Return each entry exactly, with none missing.

[Lines of data]
+ + +
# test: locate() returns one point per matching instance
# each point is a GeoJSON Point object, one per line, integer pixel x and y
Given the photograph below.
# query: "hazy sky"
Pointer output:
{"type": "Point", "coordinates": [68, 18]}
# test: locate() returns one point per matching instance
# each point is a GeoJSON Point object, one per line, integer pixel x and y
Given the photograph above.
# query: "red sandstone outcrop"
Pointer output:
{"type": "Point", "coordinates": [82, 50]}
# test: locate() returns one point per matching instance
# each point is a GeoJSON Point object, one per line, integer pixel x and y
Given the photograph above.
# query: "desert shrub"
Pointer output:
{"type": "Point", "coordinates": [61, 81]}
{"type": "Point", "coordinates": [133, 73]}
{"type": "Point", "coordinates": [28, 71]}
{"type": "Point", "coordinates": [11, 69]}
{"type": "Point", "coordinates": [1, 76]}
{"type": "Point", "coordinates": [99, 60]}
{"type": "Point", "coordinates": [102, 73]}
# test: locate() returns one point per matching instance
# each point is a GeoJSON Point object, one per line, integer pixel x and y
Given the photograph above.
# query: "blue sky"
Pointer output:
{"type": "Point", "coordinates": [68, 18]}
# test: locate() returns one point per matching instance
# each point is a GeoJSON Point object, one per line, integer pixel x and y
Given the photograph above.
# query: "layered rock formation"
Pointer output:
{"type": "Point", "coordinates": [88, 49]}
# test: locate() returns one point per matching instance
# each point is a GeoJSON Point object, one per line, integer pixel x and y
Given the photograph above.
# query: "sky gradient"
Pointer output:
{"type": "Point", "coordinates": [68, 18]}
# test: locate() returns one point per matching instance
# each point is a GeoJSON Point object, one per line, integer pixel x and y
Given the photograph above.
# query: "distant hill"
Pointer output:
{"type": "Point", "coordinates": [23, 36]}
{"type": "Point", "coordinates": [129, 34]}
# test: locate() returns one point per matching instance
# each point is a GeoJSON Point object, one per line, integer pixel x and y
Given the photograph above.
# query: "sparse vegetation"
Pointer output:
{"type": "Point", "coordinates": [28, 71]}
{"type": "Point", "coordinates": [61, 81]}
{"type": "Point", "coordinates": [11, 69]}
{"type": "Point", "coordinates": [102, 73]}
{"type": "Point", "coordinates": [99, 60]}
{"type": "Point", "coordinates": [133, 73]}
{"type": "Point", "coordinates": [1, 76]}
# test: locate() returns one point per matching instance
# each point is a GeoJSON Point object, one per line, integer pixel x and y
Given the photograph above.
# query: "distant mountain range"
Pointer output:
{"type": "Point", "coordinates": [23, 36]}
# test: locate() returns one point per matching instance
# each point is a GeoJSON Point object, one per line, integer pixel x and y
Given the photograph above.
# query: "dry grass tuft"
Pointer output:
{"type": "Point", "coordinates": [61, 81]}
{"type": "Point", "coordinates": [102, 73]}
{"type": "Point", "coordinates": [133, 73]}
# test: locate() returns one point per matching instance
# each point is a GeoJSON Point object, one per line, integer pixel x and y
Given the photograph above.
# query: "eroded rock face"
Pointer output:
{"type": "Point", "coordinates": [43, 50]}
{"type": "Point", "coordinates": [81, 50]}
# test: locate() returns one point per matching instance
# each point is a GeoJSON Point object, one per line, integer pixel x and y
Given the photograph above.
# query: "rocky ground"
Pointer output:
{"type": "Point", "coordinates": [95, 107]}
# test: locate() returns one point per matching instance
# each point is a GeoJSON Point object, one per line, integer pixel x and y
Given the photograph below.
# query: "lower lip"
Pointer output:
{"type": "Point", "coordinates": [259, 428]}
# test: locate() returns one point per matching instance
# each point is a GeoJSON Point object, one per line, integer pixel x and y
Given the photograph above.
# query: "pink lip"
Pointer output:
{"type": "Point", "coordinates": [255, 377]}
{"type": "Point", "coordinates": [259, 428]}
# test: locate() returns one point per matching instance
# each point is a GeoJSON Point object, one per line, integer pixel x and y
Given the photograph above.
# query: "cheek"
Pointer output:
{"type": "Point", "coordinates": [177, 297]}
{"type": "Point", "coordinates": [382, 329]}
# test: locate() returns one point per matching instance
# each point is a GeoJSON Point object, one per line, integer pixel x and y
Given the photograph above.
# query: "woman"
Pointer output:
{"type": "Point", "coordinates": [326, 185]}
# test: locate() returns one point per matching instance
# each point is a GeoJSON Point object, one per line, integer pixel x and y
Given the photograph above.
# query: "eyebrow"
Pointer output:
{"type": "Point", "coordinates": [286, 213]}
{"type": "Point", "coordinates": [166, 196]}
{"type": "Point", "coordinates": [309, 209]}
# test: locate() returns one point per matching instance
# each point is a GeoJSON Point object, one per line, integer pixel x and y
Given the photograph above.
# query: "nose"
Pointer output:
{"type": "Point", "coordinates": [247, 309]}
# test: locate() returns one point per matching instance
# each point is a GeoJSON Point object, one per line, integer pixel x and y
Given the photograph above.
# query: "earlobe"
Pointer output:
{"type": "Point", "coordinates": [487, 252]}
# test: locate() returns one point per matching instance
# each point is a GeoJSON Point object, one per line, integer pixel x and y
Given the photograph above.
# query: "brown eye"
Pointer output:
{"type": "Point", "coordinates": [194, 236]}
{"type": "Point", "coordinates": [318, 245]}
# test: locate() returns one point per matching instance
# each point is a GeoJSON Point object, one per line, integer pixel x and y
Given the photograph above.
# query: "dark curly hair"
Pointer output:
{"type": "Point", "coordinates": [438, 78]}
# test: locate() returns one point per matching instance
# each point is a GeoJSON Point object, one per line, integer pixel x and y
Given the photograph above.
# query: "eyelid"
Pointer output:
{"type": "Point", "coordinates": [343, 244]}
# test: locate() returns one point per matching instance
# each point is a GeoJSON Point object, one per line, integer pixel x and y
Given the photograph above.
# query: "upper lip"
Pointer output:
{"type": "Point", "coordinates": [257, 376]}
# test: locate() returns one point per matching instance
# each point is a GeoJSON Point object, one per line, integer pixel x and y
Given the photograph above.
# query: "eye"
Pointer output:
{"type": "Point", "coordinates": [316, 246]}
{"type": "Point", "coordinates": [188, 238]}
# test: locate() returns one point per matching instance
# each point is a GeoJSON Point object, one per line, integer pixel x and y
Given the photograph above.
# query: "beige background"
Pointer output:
+ + +
-- SOLVED EXERCISE --
# test: locate() returns one point per matching instance
# each point is a GeoJSON Point object, one per line, integer pixel x and y
Given the photograph below.
# query: "hazy sky"
Pointer output:
{"type": "Point", "coordinates": [68, 18]}
# test: locate() returns one point per matching instance
# each point is a GeoJSON Point object, one per line, integer pixel x and y
Given the photograph above.
# query: "red sandstone outcrop"
Pointer output:
{"type": "Point", "coordinates": [82, 50]}
# test: locate() returns one point per matching instance
# each point is a GeoJSON Point object, one per line, integer pixel x and y
Given the photograph above.
# query: "desert shrub"
Pointer output:
{"type": "Point", "coordinates": [61, 81]}
{"type": "Point", "coordinates": [133, 73]}
{"type": "Point", "coordinates": [28, 71]}
{"type": "Point", "coordinates": [11, 69]}
{"type": "Point", "coordinates": [1, 76]}
{"type": "Point", "coordinates": [99, 60]}
{"type": "Point", "coordinates": [102, 73]}
# test: locate() returns one point per matching instance
# each point is a GeoJSON Point object, one per line, integer pixel x and y
Given the photograph above.
# query: "blue sky"
Pointer output:
{"type": "Point", "coordinates": [68, 18]}
# test: locate() returns one point per matching instance
# each point is a GeoJSON Point object, one per line, integer pixel x and y
Given the photograph above.
# query: "layered rock formation"
Pointer output:
{"type": "Point", "coordinates": [88, 49]}
# test: locate() returns one point per matching instance
# each point is a GeoJSON Point object, one per line, integer pixel x and y
Given the photograph above.
# query: "sky gradient"
Pointer output:
{"type": "Point", "coordinates": [68, 18]}
# test: locate() returns one point per matching instance
# each point is a GeoJSON Point object, one per line, integer pixel x and y
Given the photograph above.
# query: "distant hill"
Pointer output:
{"type": "Point", "coordinates": [23, 36]}
{"type": "Point", "coordinates": [129, 34]}
# test: locate() returns one point per matching instance
# each point is a GeoJSON Point object, one per line, integer pixel x and y
Given the photograph above.
# query: "sparse vegetation"
Pointer output:
{"type": "Point", "coordinates": [28, 71]}
{"type": "Point", "coordinates": [61, 81]}
{"type": "Point", "coordinates": [11, 69]}
{"type": "Point", "coordinates": [102, 73]}
{"type": "Point", "coordinates": [99, 60]}
{"type": "Point", "coordinates": [133, 73]}
{"type": "Point", "coordinates": [1, 76]}
# test: locate() returns one point per matching instance
# each point is a GeoJSON Point object, one per line, integer pixel x and y
Given the photograph above.
# query: "distant mountain range"
Pointer output:
{"type": "Point", "coordinates": [23, 36]}
# test: locate() returns one point per matching instance
# each point is a GeoJSON Point object, one per line, integer pixel x and y
Given the photograph above.
# query: "dry grass tuft"
Pointer output:
{"type": "Point", "coordinates": [61, 81]}
{"type": "Point", "coordinates": [102, 73]}
{"type": "Point", "coordinates": [133, 73]}
# test: locate() returns one point per matching instance
# each point is a GeoJSON Point object, one per line, integer pixel x and y
Given the photograph above.
# query: "eroded rock face"
Pointer output:
{"type": "Point", "coordinates": [43, 50]}
{"type": "Point", "coordinates": [81, 50]}
# test: locate() returns one point per matching instance
# each point is a GeoJSON Point object, one per line, integer pixel x and y
Given the photograph above.
# query: "rocky ground"
Pointer output:
{"type": "Point", "coordinates": [95, 107]}
# test: locate() returns one point per matching instance
# each point is a GeoJSON Point object, one per line, integer pixel x and y
Given the photograph below.
# query: "lower lip"
Pointer output:
{"type": "Point", "coordinates": [259, 428]}
# test: locate() returns one point per matching instance
# each point is a GeoJSON Point object, one per line, integer pixel x and y
Given the photograph above.
# query: "pink lip"
Pointer output:
{"type": "Point", "coordinates": [255, 377]}
{"type": "Point", "coordinates": [259, 428]}
# test: locate() returns one point per matching instance
# each point is a GeoJSON Point object, one per line, integer pixel x and y
Given the photograph above.
# query: "cheek"
Pointer output:
{"type": "Point", "coordinates": [177, 297]}
{"type": "Point", "coordinates": [382, 329]}
# test: locate() returns one point per matching instance
# each point is a GeoJSON Point object, one per line, integer pixel x and y
Given the photograph above.
# query: "woman"
Pointer output:
{"type": "Point", "coordinates": [326, 185]}
# test: locate() returns one point per matching instance
# each point is a GeoJSON Point object, one per line, integer pixel x and y
Given the photograph above.
# query: "eyebrow"
Pointer output:
{"type": "Point", "coordinates": [286, 213]}
{"type": "Point", "coordinates": [166, 196]}
{"type": "Point", "coordinates": [309, 209]}
# test: locate() returns one point per matching instance
# each point is a GeoJSON Point object, one per line, integer pixel x and y
Given the photograph above.
# query: "nose"
Pointer output:
{"type": "Point", "coordinates": [247, 309]}
# test: locate() returns one point per matching instance
# each point is a GeoJSON Point object, one per line, integer pixel x and y
Given the photograph above.
# query: "earlobe"
Pointer output:
{"type": "Point", "coordinates": [487, 252]}
# test: locate() returns one point per matching instance
# each point is a GeoJSON Point object, one per line, integer pixel x and y
Given the photograph above.
# query: "brown eye"
Pointer output:
{"type": "Point", "coordinates": [194, 236]}
{"type": "Point", "coordinates": [318, 245]}
# test: locate() returns one point per matching instance
# each point is a GeoJSON Point object, one per line, integer pixel x and y
Given the photograph above.
# query: "dark curly hair"
Pointer output:
{"type": "Point", "coordinates": [438, 78]}
# test: locate() returns one point per matching instance
# each point is a GeoJSON Point object, one per line, integer pixel x and y
Given the photograph above.
# query: "eyelid"
Pointer output:
{"type": "Point", "coordinates": [343, 244]}
# test: locate() returns one point per matching instance
# each point is a GeoJSON Point object, one per line, integer pixel x and y
Given the photograph above.
# query: "upper lip"
Pointer output:
{"type": "Point", "coordinates": [257, 376]}
# test: locate() returns one point per matching instance
# each point is a GeoJSON Point object, one per line, integer pixel x and y
Given the photograph above.
# query: "eye"
Pointer output:
{"type": "Point", "coordinates": [316, 246]}
{"type": "Point", "coordinates": [188, 238]}
# test: locate() returns one point per matching instance
# each point is a GeoJSON Point object, one per line, integer pixel x and y
Given the photograph above.
# query: "beige background"
Pointer output:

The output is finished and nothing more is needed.